Task input
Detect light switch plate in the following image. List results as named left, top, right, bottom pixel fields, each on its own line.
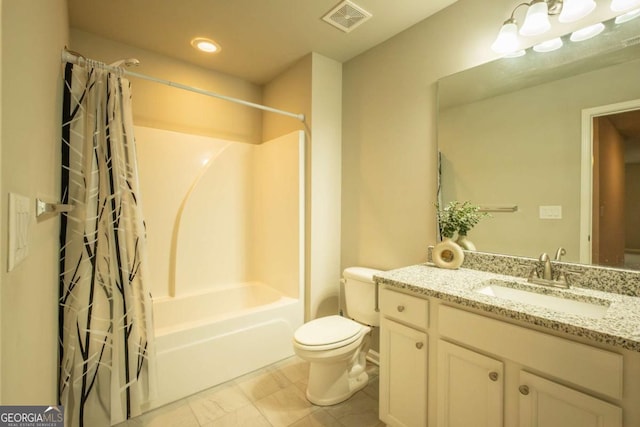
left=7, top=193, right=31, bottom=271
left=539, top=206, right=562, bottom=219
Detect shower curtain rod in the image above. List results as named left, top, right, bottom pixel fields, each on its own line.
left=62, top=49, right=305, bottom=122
* * *
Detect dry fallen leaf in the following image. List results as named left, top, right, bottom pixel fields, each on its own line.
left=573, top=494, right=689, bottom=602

Work to be completed
Quote the listing exactly, from the line containing "Detect light switch" up to and including the line containing "left=539, top=206, right=562, bottom=219". Leave the pictures out.

The solution
Detect light switch plate in the following image. List results as named left, top, right, bottom pixel fields, each on its own line.
left=7, top=193, right=31, bottom=271
left=539, top=206, right=562, bottom=219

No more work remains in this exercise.